— START OF Entries supplied —
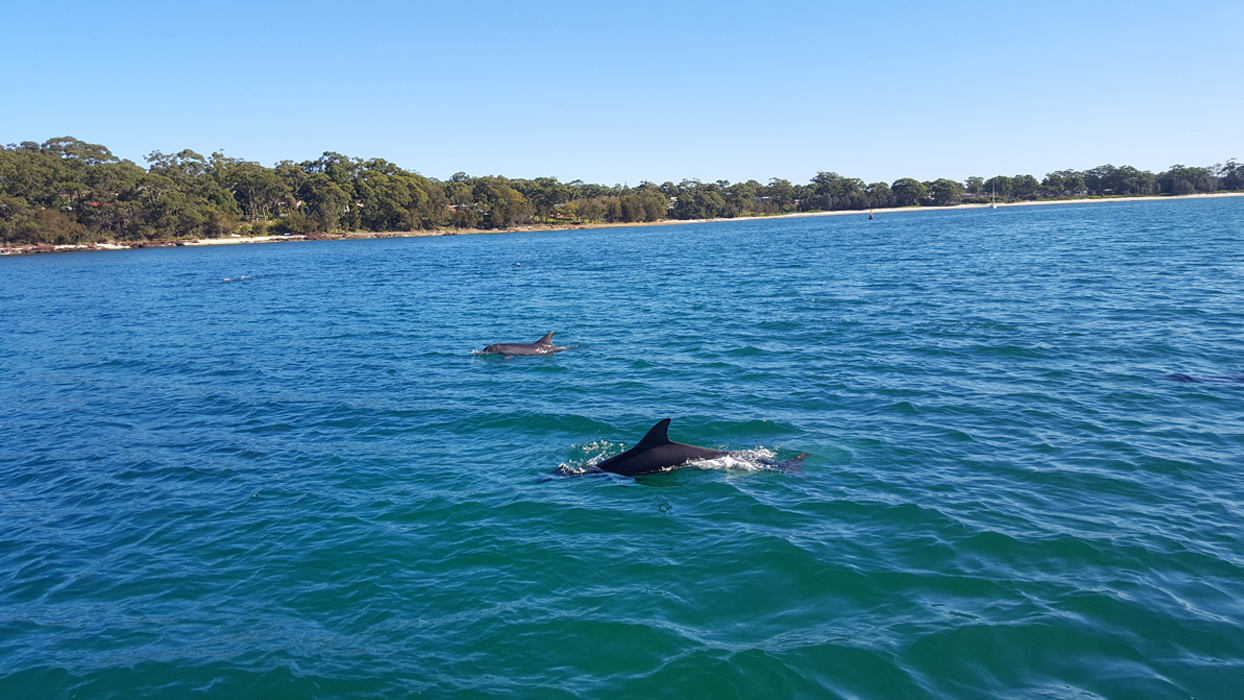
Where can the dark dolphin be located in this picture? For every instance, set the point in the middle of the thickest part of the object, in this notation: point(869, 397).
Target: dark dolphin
point(657, 453)
point(544, 346)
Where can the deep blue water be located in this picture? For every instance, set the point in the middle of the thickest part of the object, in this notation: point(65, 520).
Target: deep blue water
point(280, 471)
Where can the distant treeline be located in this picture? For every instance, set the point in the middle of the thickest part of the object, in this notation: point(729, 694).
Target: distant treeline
point(65, 192)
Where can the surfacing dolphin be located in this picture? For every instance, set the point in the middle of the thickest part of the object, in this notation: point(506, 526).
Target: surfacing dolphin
point(657, 453)
point(544, 346)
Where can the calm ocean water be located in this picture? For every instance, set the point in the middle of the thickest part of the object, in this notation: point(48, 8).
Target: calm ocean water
point(279, 471)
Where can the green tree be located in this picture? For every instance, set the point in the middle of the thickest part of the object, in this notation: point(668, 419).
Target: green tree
point(946, 192)
point(908, 192)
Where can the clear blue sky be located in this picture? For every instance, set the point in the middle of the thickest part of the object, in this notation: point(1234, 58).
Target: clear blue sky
point(636, 91)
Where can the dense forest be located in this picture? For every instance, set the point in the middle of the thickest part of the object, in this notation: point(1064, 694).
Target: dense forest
point(70, 192)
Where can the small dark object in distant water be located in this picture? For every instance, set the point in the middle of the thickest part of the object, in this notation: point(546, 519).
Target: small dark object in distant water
point(657, 453)
point(544, 346)
point(1219, 378)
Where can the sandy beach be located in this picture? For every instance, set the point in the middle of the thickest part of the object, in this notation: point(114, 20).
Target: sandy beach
point(347, 235)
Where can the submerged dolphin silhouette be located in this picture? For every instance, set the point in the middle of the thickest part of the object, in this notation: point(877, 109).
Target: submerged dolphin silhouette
point(544, 346)
point(657, 453)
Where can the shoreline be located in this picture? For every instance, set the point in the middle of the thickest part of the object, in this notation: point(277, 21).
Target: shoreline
point(358, 235)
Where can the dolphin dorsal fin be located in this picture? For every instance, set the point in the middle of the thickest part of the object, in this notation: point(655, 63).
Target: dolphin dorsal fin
point(656, 437)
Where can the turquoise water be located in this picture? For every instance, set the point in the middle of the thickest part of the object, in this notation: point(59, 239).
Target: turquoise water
point(280, 471)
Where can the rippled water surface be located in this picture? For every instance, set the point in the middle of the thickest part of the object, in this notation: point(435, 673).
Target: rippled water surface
point(280, 471)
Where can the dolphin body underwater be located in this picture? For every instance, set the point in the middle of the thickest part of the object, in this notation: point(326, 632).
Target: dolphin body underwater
point(656, 453)
point(544, 346)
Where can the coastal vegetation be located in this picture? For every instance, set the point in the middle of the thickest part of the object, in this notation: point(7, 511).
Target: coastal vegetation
point(70, 192)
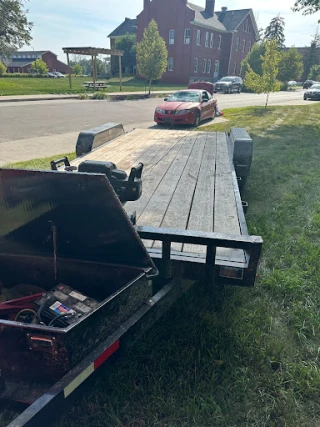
— END OF Entries supplied —
== What is needed ==
Update the records above by replacing "thickest part" with "widest part" wherever it occurs, and keep everything else unchanged. Leave the pictures out of your answer.

== Answer in full ==
Where can the dark dolphin be located in this picture? For every instance, set the point in the middle of the widest part of the object, in this notation: point(869, 397).
Target: dark dolphin
point(657, 453)
point(544, 346)
Where can the deep blue water be located in this picture? For every instance, set the point in the middle of the widest part of the object, in this notation: point(65, 520).
Target: deep blue water
point(280, 471)
Where can the distant treeline be located in this picture? For every instance, set the point in the middle of the widest part of the object, in this notation: point(729, 694).
Target: distant treeline
point(65, 192)
Where can the surfacing dolphin be located in this picture? For every instance, set the point in the middle of the widest part of the object, in this notation: point(506, 526).
Target: surfacing dolphin
point(657, 453)
point(544, 346)
Where can the calm ocean water be located in this picture? For every instance, set the point in the middle of the widest part of the object, in this notation: point(48, 8).
Target: calm ocean water
point(279, 471)
Where can the green tree be located in this picture? For every instance, set the point in the middle of the widest part of the object, in this notation: point(668, 419).
Target: green tree
point(946, 192)
point(908, 192)
Where can the clear blue sky be located in this picture? For every instance, set the point in the middle of the widest part of the object, in this notation: point(1234, 58).
Target: clear blue sky
point(636, 91)
Where can the dense forest be located in this picture? For every instance, set the point in the middle of the widest part of the object, in this notation: point(1064, 694).
Target: dense forest
point(70, 192)
Where can the small dark object in distant water be located in this picture? For every instance, set the point in the middle of the widest part of the object, in this notation: point(546, 519).
Target: small dark object in distant water
point(657, 453)
point(544, 346)
point(1219, 378)
Where can the sandy beach be located in this picture? For every instance, set the point in the middle of the widest part of the object, in this notation: point(114, 20).
Target: sandy beach
point(347, 235)
Where can the submerged dolphin silhouette be located in this picture? For every instance, set the point in the middle of the widest part of the object, in this notation: point(877, 109).
Target: submerged dolphin silhouette
point(544, 346)
point(657, 453)
Where can the shoreline be located in this picture? For every instance, set the point in the middle of the widest part of the object, in this notation: point(277, 21).
Target: shoreline
point(358, 235)
Where can the dolphin dorsal fin be located in this picture? For every instance, set the point in the middle of the widest part of the object, in this notation: point(655, 63).
Target: dolphin dorsal fin
point(656, 437)
Where can the turquoise water be located in this picture? For every instance, set the point in the middle of the widest part of the object, in this notation: point(59, 239).
Target: turquoise water
point(280, 471)
Where can the rippled water surface be located in this picture? For every instance, set the point in the middle of the widest part of the object, in this notation: point(435, 673).
Target: rippled water surface
point(280, 471)
Where can the dolphin body underwater be located in this picture? For every instance, set the point in the middle of the widest part of the object, in this notation: point(326, 632).
Target: dolphin body underwater
point(656, 453)
point(544, 346)
Where can the coastal vegetation be located in this picture? For every instance, set the point in the middle of the widest part of the object, in this notation: point(7, 511).
Target: coastal vegetation
point(70, 192)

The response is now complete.